───── Input material ─────

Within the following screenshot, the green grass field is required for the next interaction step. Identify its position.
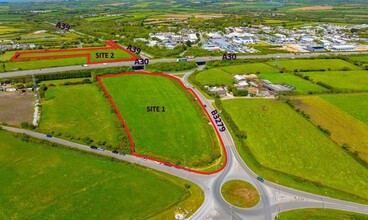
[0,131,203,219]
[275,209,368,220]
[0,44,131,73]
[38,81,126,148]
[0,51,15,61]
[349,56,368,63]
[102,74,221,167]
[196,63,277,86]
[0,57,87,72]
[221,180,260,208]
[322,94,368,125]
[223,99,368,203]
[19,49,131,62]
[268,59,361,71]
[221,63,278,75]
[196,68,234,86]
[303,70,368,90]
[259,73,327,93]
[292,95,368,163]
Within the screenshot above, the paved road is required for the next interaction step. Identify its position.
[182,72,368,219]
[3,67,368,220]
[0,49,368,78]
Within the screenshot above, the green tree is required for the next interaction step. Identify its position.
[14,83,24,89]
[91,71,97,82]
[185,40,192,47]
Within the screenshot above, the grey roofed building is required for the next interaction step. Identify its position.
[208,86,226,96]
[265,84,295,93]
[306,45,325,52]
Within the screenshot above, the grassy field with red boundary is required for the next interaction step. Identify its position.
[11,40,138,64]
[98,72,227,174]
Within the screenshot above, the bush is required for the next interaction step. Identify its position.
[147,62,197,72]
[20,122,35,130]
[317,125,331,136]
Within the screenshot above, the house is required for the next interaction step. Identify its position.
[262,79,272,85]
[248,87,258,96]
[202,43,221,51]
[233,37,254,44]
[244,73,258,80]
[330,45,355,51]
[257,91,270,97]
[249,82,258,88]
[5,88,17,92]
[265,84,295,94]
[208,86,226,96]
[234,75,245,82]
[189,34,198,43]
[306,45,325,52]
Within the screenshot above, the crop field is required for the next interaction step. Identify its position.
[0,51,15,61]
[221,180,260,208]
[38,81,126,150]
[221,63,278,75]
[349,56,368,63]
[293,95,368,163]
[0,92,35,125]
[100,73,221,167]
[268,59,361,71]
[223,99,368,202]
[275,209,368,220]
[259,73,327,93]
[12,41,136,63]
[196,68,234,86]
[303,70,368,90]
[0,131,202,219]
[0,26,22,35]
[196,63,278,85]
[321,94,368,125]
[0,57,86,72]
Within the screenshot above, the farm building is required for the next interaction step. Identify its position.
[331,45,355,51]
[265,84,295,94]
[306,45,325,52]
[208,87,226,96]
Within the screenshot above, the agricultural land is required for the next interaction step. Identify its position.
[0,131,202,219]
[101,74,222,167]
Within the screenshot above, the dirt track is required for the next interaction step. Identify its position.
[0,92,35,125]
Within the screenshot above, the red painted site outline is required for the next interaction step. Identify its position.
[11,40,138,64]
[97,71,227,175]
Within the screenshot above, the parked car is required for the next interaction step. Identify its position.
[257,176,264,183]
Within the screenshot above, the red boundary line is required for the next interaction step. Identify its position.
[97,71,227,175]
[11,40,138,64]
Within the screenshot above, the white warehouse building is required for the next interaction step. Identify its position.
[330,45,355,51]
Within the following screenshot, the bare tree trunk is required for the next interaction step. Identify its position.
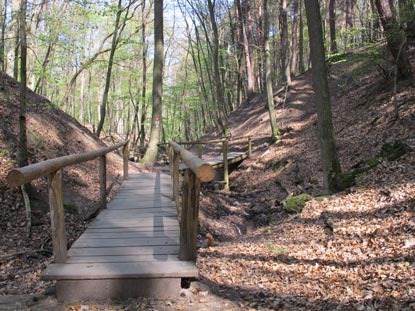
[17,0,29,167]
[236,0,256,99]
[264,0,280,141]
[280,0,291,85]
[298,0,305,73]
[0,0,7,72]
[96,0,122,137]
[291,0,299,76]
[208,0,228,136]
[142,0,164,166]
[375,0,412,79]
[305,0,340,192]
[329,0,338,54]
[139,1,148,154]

─────
───── Input material ─────

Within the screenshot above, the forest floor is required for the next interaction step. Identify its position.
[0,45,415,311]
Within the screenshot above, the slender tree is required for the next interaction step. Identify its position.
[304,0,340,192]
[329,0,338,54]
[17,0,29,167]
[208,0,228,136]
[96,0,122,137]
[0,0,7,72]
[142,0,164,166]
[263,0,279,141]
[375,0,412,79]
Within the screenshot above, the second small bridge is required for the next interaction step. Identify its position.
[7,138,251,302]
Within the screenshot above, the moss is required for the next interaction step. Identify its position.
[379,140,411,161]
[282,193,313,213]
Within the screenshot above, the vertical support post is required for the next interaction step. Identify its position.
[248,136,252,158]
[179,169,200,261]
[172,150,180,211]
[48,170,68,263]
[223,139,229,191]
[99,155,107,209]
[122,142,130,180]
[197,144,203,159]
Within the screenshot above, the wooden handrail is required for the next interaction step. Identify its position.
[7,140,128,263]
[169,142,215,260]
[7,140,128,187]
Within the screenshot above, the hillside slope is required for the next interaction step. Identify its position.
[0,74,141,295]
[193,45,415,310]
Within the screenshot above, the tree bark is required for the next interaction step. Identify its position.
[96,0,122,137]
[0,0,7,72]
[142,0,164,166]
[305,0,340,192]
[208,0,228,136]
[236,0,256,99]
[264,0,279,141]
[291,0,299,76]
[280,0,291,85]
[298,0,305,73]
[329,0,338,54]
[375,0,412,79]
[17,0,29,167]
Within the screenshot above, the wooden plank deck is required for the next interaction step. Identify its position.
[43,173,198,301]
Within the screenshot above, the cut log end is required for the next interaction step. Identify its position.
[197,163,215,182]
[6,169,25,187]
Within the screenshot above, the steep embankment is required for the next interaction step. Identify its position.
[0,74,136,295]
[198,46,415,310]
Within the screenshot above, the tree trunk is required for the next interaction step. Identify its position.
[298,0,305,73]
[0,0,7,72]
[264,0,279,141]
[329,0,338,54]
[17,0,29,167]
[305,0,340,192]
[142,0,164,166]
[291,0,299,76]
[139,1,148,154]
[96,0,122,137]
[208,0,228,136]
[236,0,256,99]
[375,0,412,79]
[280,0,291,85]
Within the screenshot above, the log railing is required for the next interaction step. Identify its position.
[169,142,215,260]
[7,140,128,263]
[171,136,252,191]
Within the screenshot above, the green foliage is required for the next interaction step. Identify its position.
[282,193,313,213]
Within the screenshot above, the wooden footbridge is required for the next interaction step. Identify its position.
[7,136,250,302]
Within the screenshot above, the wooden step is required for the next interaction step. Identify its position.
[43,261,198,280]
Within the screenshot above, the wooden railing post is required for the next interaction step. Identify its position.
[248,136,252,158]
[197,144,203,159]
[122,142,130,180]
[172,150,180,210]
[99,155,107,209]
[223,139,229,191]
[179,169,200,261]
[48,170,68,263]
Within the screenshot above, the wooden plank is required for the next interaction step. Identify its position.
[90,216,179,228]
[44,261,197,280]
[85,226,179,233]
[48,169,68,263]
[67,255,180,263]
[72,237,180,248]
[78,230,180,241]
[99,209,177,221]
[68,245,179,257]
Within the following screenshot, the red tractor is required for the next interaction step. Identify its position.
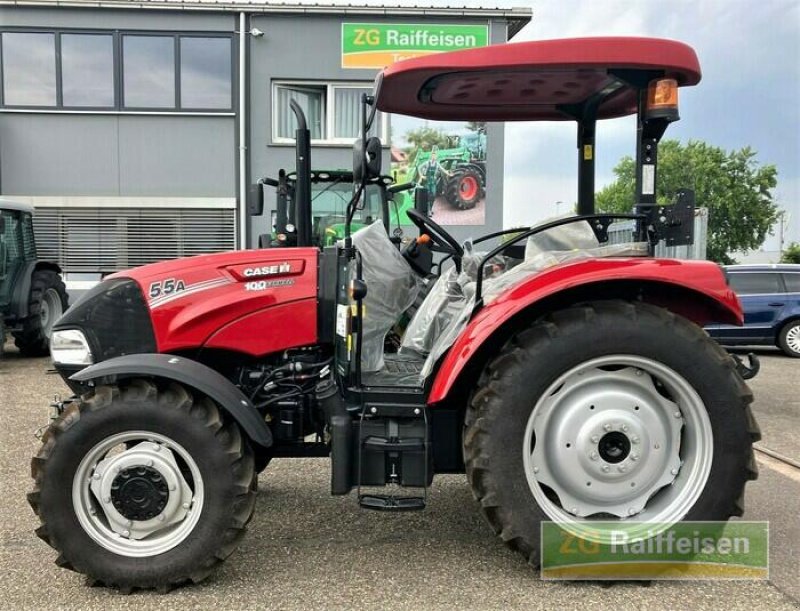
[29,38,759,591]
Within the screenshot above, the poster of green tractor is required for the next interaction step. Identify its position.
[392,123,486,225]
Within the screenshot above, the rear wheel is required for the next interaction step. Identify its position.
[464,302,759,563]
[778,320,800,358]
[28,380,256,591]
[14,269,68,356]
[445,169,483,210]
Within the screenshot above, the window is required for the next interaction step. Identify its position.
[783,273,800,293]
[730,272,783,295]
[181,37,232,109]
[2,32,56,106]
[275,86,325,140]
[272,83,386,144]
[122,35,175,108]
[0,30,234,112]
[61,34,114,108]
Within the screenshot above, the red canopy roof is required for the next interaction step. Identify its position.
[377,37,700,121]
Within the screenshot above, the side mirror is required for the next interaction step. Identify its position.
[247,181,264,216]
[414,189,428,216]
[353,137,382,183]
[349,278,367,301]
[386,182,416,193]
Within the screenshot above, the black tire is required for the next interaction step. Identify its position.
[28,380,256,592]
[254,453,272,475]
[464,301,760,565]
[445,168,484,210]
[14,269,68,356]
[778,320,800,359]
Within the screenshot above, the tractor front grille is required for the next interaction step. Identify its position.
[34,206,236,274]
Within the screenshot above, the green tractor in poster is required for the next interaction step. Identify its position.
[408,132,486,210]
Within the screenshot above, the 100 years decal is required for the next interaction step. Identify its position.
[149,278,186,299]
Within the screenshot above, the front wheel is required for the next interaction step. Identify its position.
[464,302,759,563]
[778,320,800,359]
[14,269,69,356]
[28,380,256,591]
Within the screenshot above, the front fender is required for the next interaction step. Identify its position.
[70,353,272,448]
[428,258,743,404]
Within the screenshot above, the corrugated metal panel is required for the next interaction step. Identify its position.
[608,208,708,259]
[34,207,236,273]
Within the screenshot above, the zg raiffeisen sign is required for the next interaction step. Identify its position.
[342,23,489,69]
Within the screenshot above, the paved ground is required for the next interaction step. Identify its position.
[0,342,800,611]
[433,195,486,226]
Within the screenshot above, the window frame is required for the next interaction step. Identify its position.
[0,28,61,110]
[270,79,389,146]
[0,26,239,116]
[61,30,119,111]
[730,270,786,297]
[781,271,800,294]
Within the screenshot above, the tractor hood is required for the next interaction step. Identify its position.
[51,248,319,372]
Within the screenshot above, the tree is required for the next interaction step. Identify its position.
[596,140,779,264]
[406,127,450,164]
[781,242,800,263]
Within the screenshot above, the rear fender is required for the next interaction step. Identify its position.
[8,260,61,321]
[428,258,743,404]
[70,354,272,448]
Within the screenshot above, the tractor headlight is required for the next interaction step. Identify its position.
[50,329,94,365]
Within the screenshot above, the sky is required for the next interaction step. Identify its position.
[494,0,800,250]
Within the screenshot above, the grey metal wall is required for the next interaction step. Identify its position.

─────
───── Input material ─────

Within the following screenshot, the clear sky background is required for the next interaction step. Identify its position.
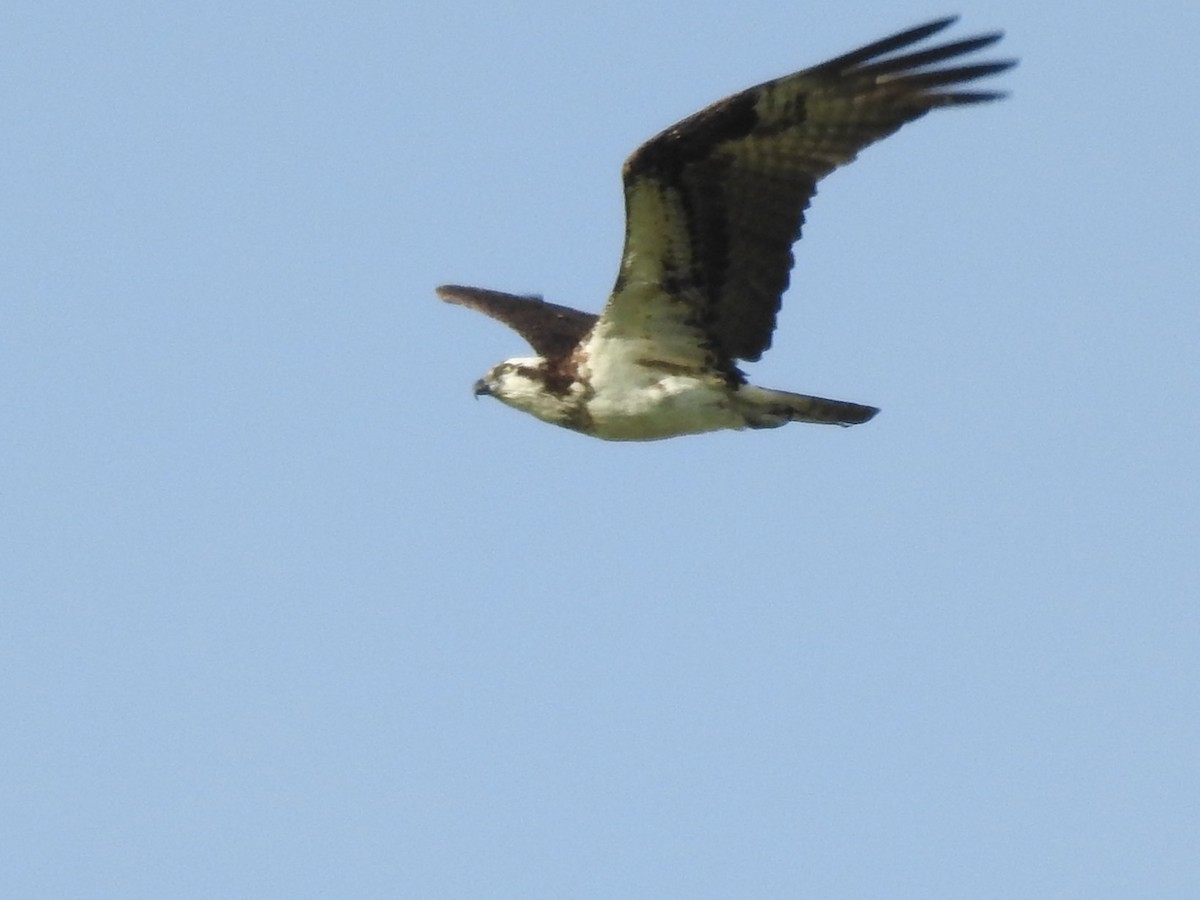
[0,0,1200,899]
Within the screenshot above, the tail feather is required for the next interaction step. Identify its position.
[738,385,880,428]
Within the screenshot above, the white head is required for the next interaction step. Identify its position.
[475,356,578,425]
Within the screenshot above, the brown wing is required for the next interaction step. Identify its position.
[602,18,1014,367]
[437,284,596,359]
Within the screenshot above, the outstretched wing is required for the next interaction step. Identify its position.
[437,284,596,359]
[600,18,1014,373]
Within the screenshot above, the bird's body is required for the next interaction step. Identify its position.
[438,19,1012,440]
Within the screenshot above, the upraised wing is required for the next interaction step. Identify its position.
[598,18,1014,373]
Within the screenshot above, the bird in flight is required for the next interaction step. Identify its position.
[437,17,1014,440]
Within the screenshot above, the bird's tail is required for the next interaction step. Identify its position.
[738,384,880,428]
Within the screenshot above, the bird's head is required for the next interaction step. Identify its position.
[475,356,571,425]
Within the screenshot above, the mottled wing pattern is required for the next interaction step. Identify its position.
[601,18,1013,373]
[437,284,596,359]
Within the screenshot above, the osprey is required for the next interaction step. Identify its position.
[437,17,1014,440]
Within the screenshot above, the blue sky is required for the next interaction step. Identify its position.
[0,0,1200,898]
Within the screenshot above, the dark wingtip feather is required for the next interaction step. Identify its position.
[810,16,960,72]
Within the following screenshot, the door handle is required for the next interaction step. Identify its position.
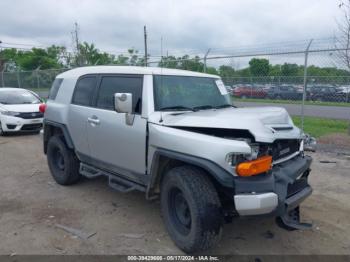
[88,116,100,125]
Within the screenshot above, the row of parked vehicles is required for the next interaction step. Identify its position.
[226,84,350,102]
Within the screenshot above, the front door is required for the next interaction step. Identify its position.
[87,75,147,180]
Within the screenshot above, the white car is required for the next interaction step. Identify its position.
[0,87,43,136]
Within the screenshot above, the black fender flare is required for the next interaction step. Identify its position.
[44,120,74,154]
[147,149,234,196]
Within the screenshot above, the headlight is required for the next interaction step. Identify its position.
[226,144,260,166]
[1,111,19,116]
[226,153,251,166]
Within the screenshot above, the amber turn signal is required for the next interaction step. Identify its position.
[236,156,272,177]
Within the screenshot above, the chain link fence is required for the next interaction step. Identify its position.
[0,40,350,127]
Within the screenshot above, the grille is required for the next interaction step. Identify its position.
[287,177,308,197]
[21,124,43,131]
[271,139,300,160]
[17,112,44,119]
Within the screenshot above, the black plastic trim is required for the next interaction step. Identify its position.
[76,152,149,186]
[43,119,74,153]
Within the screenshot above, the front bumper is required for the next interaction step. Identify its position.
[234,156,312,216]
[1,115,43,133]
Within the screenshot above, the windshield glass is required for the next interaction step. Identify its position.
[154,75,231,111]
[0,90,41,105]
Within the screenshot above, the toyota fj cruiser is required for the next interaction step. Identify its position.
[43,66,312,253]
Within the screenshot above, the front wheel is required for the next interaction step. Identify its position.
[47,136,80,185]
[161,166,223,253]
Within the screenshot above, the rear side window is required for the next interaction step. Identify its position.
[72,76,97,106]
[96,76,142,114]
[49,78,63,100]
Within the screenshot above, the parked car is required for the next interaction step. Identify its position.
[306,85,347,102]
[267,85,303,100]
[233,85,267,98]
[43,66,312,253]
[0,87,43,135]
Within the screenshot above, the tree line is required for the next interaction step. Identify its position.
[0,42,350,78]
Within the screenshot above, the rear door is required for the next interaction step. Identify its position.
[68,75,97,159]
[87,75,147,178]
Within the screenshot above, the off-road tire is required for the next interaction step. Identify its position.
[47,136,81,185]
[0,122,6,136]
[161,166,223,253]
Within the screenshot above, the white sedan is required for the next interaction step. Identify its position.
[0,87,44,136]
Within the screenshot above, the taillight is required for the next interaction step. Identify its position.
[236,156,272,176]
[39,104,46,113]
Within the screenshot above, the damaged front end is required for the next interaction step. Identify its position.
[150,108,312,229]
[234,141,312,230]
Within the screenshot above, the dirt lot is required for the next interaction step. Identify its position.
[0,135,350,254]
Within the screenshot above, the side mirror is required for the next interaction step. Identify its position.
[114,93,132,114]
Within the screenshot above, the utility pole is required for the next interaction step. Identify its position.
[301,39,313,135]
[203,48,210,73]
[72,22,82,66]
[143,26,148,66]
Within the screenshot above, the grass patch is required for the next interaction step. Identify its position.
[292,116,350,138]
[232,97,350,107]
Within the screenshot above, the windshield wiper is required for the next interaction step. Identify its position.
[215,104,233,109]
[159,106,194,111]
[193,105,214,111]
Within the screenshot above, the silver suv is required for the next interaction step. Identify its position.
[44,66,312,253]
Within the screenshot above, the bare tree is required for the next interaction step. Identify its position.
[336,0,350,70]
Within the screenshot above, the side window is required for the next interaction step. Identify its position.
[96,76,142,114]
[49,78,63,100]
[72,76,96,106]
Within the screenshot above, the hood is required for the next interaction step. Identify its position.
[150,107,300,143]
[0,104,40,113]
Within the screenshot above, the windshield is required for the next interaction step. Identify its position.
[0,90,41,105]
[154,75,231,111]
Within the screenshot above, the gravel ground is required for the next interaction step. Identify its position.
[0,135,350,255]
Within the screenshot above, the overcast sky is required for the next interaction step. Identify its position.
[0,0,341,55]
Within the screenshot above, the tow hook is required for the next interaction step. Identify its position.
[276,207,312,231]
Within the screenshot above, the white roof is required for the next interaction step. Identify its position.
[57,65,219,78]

─────

- [What to produce]: Return verbatim each line from the line with "Within the following screenshot, the green" up to and including the line with "[292,95,368,163]", leaving out the pictures.

- [Solution to this problem]:
Within the following screenshot, the green grass field is required for the next interaction step. Identify its position.
[0,131,203,219]
[275,209,368,220]
[0,44,131,73]
[38,81,126,148]
[0,51,15,61]
[349,56,368,63]
[102,74,221,167]
[196,63,277,86]
[0,57,87,72]
[221,180,260,208]
[322,94,368,125]
[223,99,368,203]
[19,49,131,62]
[268,59,361,71]
[221,63,278,75]
[196,68,234,86]
[303,70,368,90]
[259,73,327,93]
[292,95,368,163]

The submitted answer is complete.